Directions for this task:
Please give the data below as a two-column CSV with the headers "input" and "output", one row per labeling text paired with its answer, each field quoted and line breaks turned into spaces. Cover all of the data, and leave the pictures out.

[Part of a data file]
[Begin]

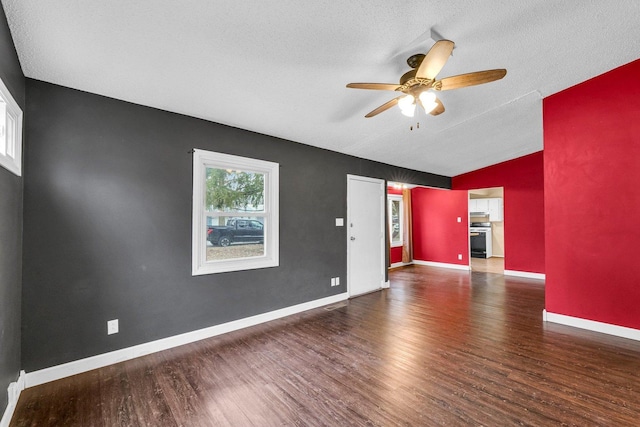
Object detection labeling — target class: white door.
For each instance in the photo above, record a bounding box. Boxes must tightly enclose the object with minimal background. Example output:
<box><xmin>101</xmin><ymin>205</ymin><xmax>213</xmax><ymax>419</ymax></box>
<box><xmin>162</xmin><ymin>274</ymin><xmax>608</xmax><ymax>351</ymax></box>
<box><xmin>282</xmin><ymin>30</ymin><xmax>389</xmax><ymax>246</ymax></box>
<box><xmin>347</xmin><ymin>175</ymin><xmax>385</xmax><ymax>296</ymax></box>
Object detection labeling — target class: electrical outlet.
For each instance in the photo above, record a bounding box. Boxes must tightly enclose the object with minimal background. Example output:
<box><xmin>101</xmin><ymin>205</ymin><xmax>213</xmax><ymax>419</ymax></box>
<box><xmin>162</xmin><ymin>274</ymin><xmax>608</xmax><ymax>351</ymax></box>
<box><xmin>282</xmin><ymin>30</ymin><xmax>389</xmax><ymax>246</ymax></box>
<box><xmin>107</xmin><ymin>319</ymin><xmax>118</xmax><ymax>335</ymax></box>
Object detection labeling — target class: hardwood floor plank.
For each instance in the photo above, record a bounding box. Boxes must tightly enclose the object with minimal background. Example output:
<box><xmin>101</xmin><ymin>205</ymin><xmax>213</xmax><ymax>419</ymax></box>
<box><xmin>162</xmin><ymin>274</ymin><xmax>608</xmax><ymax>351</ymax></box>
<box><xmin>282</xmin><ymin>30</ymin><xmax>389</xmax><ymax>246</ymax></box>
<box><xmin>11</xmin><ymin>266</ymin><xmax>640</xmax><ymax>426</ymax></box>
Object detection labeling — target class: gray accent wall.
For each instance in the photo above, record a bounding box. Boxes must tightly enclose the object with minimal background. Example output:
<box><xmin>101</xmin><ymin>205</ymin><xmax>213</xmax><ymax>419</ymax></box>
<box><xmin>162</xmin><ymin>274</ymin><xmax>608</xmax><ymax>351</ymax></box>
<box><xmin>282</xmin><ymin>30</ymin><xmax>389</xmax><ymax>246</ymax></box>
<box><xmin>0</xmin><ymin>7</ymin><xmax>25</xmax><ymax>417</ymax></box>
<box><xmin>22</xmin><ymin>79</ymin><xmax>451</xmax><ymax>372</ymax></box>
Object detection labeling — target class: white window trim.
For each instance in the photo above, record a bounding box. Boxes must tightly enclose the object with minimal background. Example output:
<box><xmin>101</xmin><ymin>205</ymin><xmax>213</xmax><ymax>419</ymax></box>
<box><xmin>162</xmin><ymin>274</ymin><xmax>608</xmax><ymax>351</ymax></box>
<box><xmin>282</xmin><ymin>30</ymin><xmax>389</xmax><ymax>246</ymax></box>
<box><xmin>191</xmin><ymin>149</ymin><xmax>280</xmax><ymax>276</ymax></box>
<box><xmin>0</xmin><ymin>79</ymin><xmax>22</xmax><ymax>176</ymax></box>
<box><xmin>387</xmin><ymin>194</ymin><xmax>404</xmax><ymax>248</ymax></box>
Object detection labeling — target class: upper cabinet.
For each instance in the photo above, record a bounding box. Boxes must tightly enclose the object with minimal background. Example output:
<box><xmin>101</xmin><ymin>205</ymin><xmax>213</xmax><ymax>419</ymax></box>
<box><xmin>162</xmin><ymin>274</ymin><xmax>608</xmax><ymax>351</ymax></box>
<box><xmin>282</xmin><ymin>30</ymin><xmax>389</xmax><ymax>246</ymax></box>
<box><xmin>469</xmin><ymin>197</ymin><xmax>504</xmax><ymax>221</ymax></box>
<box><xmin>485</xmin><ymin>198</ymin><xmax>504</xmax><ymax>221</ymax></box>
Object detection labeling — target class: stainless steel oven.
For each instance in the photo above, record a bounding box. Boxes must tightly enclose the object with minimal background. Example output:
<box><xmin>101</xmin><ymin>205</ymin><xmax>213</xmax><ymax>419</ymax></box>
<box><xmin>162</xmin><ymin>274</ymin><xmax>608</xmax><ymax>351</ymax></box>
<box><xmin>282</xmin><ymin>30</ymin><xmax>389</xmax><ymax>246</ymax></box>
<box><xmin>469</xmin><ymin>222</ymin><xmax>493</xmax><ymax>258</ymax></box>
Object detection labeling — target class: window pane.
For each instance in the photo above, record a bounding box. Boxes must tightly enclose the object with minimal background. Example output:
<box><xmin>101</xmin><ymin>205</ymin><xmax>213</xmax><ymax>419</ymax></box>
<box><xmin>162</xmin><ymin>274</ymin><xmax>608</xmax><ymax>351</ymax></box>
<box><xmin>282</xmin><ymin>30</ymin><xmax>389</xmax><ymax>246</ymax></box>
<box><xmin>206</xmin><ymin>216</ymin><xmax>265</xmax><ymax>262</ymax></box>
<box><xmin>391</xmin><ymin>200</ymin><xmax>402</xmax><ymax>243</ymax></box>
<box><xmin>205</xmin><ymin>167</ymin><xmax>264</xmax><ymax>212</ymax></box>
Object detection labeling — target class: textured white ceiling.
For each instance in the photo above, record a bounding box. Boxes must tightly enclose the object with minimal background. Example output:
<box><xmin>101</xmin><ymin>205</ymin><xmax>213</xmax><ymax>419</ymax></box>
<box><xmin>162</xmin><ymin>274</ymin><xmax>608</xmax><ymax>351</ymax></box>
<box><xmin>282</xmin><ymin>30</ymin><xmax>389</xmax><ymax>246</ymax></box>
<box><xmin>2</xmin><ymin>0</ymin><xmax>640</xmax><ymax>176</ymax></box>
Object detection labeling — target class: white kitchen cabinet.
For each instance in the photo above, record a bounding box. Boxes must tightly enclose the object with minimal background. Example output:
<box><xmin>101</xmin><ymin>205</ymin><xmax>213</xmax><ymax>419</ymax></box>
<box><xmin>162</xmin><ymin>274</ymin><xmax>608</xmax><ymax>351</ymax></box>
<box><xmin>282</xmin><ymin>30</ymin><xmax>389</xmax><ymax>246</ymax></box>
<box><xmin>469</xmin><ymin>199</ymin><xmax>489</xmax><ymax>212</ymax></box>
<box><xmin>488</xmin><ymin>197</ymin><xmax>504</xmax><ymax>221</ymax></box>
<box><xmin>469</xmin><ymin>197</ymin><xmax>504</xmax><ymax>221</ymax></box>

[End]

Output below:
input,output
"Object detection labeling — target class: white door. For each instance in the photo above, record a bounding box. Boxes must tightly enclose the object with minimal background. Example output: <box><xmin>101</xmin><ymin>205</ymin><xmax>213</xmax><ymax>419</ymax></box> <box><xmin>162</xmin><ymin>274</ymin><xmax>608</xmax><ymax>351</ymax></box> <box><xmin>282</xmin><ymin>30</ymin><xmax>389</xmax><ymax>246</ymax></box>","<box><xmin>347</xmin><ymin>175</ymin><xmax>385</xmax><ymax>296</ymax></box>"
"Object detection labeling — target class: electrical outlet. For each instance in the photo above, record a bounding box. Boxes must tightly enclose the object with minimal background. Example output: <box><xmin>101</xmin><ymin>205</ymin><xmax>213</xmax><ymax>419</ymax></box> <box><xmin>162</xmin><ymin>274</ymin><xmax>608</xmax><ymax>351</ymax></box> <box><xmin>282</xmin><ymin>30</ymin><xmax>389</xmax><ymax>246</ymax></box>","<box><xmin>107</xmin><ymin>319</ymin><xmax>118</xmax><ymax>335</ymax></box>"
"Object detection labeling — target class: hardwood floor plank. For each instance in the photo above, record a bounding box. Boxes must tightly enclose the object with minimal background. Example output: <box><xmin>101</xmin><ymin>205</ymin><xmax>213</xmax><ymax>419</ymax></box> <box><xmin>162</xmin><ymin>274</ymin><xmax>608</xmax><ymax>351</ymax></box> <box><xmin>282</xmin><ymin>30</ymin><xmax>389</xmax><ymax>246</ymax></box>","<box><xmin>11</xmin><ymin>266</ymin><xmax>640</xmax><ymax>426</ymax></box>"
"Object detection labeling — target class: gray accent wall. For each instance in the photo above, record a bounding box. Boxes must tightly enclose the object with minimal background. Example output: <box><xmin>101</xmin><ymin>205</ymin><xmax>213</xmax><ymax>419</ymax></box> <box><xmin>162</xmin><ymin>274</ymin><xmax>608</xmax><ymax>351</ymax></box> <box><xmin>282</xmin><ymin>30</ymin><xmax>389</xmax><ymax>246</ymax></box>","<box><xmin>0</xmin><ymin>7</ymin><xmax>25</xmax><ymax>417</ymax></box> <box><xmin>22</xmin><ymin>79</ymin><xmax>451</xmax><ymax>372</ymax></box>"
"Object detection labeling — target class: white window trim. For each instance in the photo above, record a bounding box. Boxes must tightly enclose the object with minimal background. Example output: <box><xmin>101</xmin><ymin>205</ymin><xmax>213</xmax><ymax>419</ymax></box> <box><xmin>162</xmin><ymin>274</ymin><xmax>608</xmax><ymax>351</ymax></box> <box><xmin>282</xmin><ymin>30</ymin><xmax>389</xmax><ymax>246</ymax></box>","<box><xmin>191</xmin><ymin>149</ymin><xmax>280</xmax><ymax>276</ymax></box> <box><xmin>0</xmin><ymin>79</ymin><xmax>22</xmax><ymax>176</ymax></box> <box><xmin>387</xmin><ymin>194</ymin><xmax>404</xmax><ymax>248</ymax></box>"
"Object detection labeling — target class: upper cabinet. For each instance in the photo above, record a bounding box. Boxes must tightly enclose the object with minimal background. Example output: <box><xmin>101</xmin><ymin>205</ymin><xmax>213</xmax><ymax>419</ymax></box> <box><xmin>162</xmin><ymin>274</ymin><xmax>608</xmax><ymax>351</ymax></box> <box><xmin>282</xmin><ymin>30</ymin><xmax>389</xmax><ymax>246</ymax></box>","<box><xmin>469</xmin><ymin>197</ymin><xmax>504</xmax><ymax>221</ymax></box> <box><xmin>485</xmin><ymin>198</ymin><xmax>504</xmax><ymax>221</ymax></box>"
"Object detection labeling — target class: stainless steel oven. For each instance in the photo above, record a bounding box. Boxes must tightly enclose the object with minimal background. Example output: <box><xmin>101</xmin><ymin>205</ymin><xmax>213</xmax><ymax>419</ymax></box> <box><xmin>162</xmin><ymin>274</ymin><xmax>608</xmax><ymax>351</ymax></box> <box><xmin>282</xmin><ymin>30</ymin><xmax>389</xmax><ymax>246</ymax></box>","<box><xmin>469</xmin><ymin>222</ymin><xmax>493</xmax><ymax>258</ymax></box>"
"Object detection labeling — target class: window pane. For each instance in the photo above, record a bounding box. Boxes must tightly enclose the object with minimal background. Example output: <box><xmin>101</xmin><ymin>205</ymin><xmax>213</xmax><ymax>419</ymax></box> <box><xmin>162</xmin><ymin>274</ymin><xmax>608</xmax><ymax>351</ymax></box> <box><xmin>282</xmin><ymin>30</ymin><xmax>389</xmax><ymax>246</ymax></box>","<box><xmin>206</xmin><ymin>216</ymin><xmax>265</xmax><ymax>262</ymax></box> <box><xmin>391</xmin><ymin>200</ymin><xmax>402</xmax><ymax>243</ymax></box> <box><xmin>205</xmin><ymin>167</ymin><xmax>264</xmax><ymax>212</ymax></box>"
"Object detection labeling — target class: textured white ceiling. For each instance in the photo above, record a bounding box. Boxes must tightly enclose the object with minimal background. Example output: <box><xmin>101</xmin><ymin>205</ymin><xmax>213</xmax><ymax>419</ymax></box> <box><xmin>162</xmin><ymin>274</ymin><xmax>608</xmax><ymax>351</ymax></box> <box><xmin>282</xmin><ymin>30</ymin><xmax>389</xmax><ymax>246</ymax></box>","<box><xmin>2</xmin><ymin>0</ymin><xmax>640</xmax><ymax>176</ymax></box>"
"Object detection labeling — target class: white kitchen cabinet. For each instance in the photo above, record a bounding box. Boxes must tightly enclose the object with minimal background. Example output: <box><xmin>101</xmin><ymin>205</ymin><xmax>213</xmax><ymax>419</ymax></box> <box><xmin>162</xmin><ymin>274</ymin><xmax>608</xmax><ymax>351</ymax></box> <box><xmin>282</xmin><ymin>30</ymin><xmax>389</xmax><ymax>246</ymax></box>","<box><xmin>469</xmin><ymin>199</ymin><xmax>489</xmax><ymax>212</ymax></box> <box><xmin>488</xmin><ymin>197</ymin><xmax>504</xmax><ymax>221</ymax></box> <box><xmin>469</xmin><ymin>197</ymin><xmax>504</xmax><ymax>221</ymax></box>"